=== ENTRIES PROVIDED ===

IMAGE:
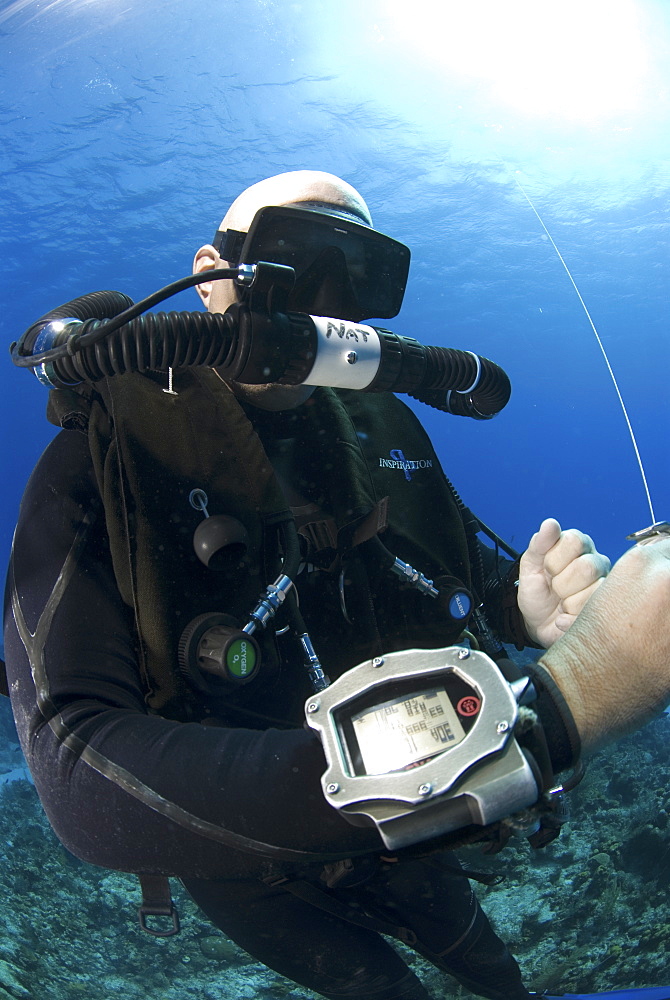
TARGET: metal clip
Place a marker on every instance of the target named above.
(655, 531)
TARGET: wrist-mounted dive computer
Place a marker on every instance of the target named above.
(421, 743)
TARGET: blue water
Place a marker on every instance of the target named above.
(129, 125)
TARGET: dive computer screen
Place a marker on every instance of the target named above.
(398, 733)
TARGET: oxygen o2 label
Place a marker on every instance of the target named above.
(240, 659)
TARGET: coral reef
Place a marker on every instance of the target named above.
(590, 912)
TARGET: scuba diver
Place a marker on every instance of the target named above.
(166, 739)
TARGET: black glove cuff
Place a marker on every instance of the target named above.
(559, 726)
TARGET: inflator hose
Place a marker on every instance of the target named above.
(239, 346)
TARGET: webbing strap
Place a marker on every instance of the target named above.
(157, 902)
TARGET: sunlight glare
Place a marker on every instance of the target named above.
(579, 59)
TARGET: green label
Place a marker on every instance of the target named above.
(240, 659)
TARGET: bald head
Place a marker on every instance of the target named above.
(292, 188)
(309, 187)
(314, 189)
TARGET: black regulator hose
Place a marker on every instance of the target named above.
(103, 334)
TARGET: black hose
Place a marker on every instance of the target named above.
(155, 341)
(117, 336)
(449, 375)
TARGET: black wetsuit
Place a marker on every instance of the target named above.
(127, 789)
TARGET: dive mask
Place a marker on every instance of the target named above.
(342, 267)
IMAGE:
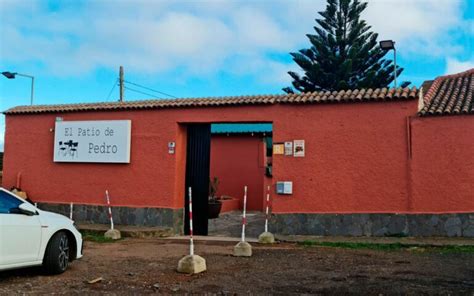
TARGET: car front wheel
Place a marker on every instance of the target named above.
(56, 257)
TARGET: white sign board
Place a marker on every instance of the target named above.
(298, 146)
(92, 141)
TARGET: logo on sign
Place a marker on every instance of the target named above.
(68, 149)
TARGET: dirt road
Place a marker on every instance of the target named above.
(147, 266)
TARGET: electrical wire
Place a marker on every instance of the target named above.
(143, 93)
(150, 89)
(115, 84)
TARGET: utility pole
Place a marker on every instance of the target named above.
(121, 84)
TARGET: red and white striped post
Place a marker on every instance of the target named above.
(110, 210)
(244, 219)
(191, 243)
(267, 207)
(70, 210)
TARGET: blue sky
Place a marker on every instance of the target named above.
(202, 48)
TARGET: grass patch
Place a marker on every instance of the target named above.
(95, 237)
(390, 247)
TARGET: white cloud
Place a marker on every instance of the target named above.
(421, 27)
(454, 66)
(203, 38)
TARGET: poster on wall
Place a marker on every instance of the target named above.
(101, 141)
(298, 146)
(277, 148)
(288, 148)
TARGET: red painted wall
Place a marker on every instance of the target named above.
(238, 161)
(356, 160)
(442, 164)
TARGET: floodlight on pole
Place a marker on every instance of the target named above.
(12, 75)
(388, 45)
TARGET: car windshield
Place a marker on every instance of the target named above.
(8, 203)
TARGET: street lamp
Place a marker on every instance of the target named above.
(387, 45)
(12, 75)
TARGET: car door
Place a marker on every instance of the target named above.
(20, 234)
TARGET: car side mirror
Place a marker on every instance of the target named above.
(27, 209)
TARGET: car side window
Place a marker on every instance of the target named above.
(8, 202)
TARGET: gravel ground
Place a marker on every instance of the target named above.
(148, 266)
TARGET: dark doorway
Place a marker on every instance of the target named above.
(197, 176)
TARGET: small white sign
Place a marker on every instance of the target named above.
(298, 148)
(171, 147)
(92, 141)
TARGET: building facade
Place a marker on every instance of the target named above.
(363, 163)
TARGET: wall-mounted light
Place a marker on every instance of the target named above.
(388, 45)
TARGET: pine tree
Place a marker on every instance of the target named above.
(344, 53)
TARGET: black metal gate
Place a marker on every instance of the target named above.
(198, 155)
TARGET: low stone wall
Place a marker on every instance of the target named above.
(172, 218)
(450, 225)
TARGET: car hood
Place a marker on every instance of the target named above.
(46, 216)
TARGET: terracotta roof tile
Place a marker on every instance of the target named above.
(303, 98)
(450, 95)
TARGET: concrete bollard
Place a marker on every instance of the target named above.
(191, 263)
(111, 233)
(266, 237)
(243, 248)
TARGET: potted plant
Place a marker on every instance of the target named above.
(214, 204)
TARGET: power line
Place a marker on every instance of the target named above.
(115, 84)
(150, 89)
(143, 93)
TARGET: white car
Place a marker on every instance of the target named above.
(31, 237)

===

*YOUR TASK*:
Transcribe only the trailing portion of the entries above: the line that contains "TARGET: dark doorway" and each line after it.

*RESULT OF THE EXERCISE*:
TARGET: dark doorway
Place a marker on every instance of the target named above.
(197, 176)
TARGET: small white sign
Place a marker on every instance of the target named above.
(298, 148)
(171, 147)
(92, 141)
TARGET: building facade
Place a marker on every instance of the target named above.
(363, 163)
TARGET: wall-mounted light
Place a marker on every instance of the target named above.
(388, 45)
TARGET: pine tree
Place a marker on every instance of the target named above.
(344, 53)
TARGET: black metal gate
Place a marker on every instance of the target named above.
(198, 155)
TARGET: low stone wall
Place a marker on every instance of the target named above.
(172, 218)
(450, 225)
TARGET: car hood
Place a marker on every instance of the target named above.
(46, 216)
TARGET: terracotta roof tile
Place a marker on every instance of the target named above.
(303, 98)
(450, 95)
TARGET: concrete bollard
Place a marker on every instance of the target named above.
(191, 263)
(111, 233)
(266, 237)
(243, 248)
TARGET: potted plant
Place a marker on every instance of the target named above.
(214, 204)
TARGET: power line
Place a marker on every instance of the target named above.
(115, 84)
(150, 89)
(143, 93)
TARGET: white car
Place a marker on every instance of the target named above.
(31, 237)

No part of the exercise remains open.